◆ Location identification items
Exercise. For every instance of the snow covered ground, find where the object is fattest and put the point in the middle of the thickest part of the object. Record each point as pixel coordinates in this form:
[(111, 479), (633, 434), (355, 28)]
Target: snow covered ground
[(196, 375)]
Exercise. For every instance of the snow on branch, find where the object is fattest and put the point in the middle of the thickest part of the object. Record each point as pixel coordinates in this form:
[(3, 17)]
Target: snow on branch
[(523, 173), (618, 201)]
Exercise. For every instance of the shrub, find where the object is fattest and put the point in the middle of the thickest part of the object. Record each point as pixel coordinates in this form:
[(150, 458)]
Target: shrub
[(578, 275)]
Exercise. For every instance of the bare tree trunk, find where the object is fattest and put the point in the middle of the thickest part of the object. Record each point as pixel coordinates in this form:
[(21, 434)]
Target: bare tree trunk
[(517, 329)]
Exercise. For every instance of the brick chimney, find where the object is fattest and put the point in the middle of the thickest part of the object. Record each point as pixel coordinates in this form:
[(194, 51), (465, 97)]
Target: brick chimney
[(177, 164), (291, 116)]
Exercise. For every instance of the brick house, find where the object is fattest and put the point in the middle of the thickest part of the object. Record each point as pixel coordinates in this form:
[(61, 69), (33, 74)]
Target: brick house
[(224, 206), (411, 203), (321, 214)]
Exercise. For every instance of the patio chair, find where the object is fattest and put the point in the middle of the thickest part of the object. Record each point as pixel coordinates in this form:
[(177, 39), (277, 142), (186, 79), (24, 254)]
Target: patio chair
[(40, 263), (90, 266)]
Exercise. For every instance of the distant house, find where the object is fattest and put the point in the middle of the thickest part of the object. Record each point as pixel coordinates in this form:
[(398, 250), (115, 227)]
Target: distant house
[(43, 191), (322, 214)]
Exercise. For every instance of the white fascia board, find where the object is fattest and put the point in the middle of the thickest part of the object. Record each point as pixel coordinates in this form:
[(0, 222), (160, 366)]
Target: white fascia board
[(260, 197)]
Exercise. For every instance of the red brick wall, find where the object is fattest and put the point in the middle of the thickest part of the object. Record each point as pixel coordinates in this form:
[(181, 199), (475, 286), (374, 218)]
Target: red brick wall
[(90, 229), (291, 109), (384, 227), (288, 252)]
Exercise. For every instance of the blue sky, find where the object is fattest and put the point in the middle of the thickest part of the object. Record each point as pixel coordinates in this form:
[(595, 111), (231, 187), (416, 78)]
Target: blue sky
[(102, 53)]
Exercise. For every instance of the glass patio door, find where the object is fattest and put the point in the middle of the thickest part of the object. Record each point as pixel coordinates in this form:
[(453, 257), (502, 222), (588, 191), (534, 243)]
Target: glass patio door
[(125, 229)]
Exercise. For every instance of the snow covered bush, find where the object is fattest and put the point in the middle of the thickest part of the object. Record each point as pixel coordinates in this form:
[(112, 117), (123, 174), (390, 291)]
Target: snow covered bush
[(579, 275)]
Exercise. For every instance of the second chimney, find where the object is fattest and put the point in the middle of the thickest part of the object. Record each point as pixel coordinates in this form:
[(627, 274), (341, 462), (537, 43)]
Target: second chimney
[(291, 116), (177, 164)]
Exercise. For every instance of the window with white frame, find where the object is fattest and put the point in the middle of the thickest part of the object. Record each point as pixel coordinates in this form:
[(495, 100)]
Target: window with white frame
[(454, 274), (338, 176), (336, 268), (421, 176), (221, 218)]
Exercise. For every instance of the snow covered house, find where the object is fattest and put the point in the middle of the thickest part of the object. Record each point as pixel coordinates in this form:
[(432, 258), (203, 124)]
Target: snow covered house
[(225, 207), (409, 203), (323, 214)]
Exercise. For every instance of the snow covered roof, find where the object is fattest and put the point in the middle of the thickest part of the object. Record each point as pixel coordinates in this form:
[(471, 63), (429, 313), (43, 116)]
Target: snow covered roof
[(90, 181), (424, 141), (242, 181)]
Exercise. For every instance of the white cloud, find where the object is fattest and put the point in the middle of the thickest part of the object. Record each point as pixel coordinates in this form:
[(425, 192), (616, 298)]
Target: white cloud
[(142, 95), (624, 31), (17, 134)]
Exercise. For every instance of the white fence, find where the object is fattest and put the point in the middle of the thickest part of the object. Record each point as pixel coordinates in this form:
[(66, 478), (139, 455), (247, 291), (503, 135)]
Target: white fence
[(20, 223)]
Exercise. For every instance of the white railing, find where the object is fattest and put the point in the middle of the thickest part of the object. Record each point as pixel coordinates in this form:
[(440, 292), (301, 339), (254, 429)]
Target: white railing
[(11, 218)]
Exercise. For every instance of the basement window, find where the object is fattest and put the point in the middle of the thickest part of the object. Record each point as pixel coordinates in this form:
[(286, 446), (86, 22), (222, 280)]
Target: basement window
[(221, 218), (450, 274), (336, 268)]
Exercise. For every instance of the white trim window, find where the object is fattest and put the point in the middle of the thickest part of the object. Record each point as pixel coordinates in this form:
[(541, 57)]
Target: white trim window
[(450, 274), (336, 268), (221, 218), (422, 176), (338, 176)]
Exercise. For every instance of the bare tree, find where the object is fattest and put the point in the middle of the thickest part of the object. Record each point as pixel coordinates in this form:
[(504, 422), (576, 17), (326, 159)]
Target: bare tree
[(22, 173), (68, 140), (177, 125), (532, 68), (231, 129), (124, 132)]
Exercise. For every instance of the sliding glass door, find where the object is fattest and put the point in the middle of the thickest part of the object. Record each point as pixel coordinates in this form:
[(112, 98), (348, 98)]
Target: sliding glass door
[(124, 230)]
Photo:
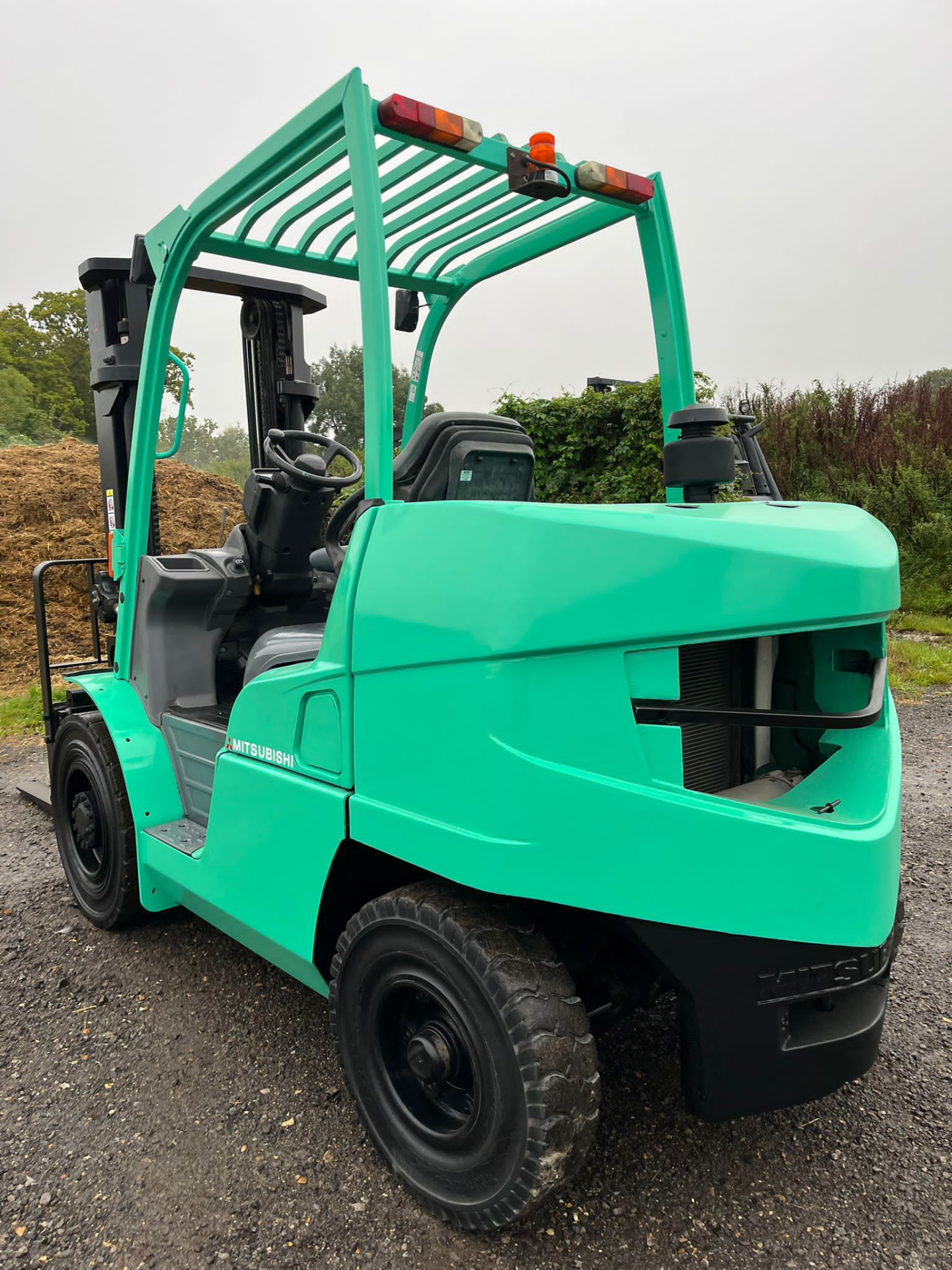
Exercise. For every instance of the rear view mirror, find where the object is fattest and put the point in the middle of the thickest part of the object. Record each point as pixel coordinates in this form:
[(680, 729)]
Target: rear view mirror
[(408, 310)]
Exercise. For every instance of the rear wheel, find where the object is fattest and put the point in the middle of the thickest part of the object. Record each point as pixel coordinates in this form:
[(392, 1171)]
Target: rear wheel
[(93, 822), (466, 1049)]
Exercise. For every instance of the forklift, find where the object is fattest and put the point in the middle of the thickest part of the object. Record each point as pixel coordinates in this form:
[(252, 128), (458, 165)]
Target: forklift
[(488, 773)]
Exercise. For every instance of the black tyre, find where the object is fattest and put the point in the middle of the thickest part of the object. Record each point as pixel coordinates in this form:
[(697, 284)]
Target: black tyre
[(93, 822), (466, 1050)]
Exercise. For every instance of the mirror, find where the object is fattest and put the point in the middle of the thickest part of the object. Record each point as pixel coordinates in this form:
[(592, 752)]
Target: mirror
[(408, 310)]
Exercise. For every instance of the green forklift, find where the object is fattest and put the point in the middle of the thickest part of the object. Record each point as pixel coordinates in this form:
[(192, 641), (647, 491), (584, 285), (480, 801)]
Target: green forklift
[(491, 774)]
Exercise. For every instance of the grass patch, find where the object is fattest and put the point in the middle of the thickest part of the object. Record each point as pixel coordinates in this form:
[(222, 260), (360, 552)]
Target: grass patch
[(916, 666), (23, 715), (931, 624)]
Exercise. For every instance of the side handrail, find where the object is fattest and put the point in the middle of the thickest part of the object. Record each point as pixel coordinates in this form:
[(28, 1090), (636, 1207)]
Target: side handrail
[(46, 666), (673, 712)]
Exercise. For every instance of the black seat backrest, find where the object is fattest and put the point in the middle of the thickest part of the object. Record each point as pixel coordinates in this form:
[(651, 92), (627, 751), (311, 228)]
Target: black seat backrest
[(456, 455)]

◆ What is expected
Put every line from the beginning of the entries up to and including the line that contains "[(177, 164), (291, 116)]" into a JSON list of strings, one string per line, skipping any blank lines.

◆ Result below
[
  "Exercise. For every instance of the snow covered ground, find where the object is fattest and put the point in the middle of the thickest part of the object. Record each point as pixel coordinates in this form:",
  "[(111, 479), (633, 434), (355, 28)]",
  "Target: snow covered ground",
  "[(196, 375)]",
  "Exercise. For every instance of the snow on branch, find where the object is fattest and put the point in the middle of the thickest part of the object. Record each point as pixel coordinates in this form:",
  "[(3, 17)]",
  "Target: snow on branch",
  "[(523, 173), (618, 201)]",
  "Exercise. For every instance of the shrub, find where the object is fattest and put the point in the middle of the thickest part of the object. Record each point as pixel coordinates in this form:",
  "[(150, 458)]",
  "Target: shrub",
  "[(578, 275)]",
  "Exercise. For every instance of the bare tree trunk, find where the object is fattest and put the point in the middle of the thickest part of the object. Record each point as pixel coordinates in this form:",
  "[(21, 434)]",
  "Target: bare tree trunk",
  "[(517, 329)]",
  "Exercise. For every instance of the brick chimney, find where the object is fattest and put the point in the middle of the thickest part of the object. Record each point as pixel coordinates in this form:",
  "[(194, 51), (465, 97)]",
  "Target: brick chimney",
  "[(177, 164), (291, 116)]"
]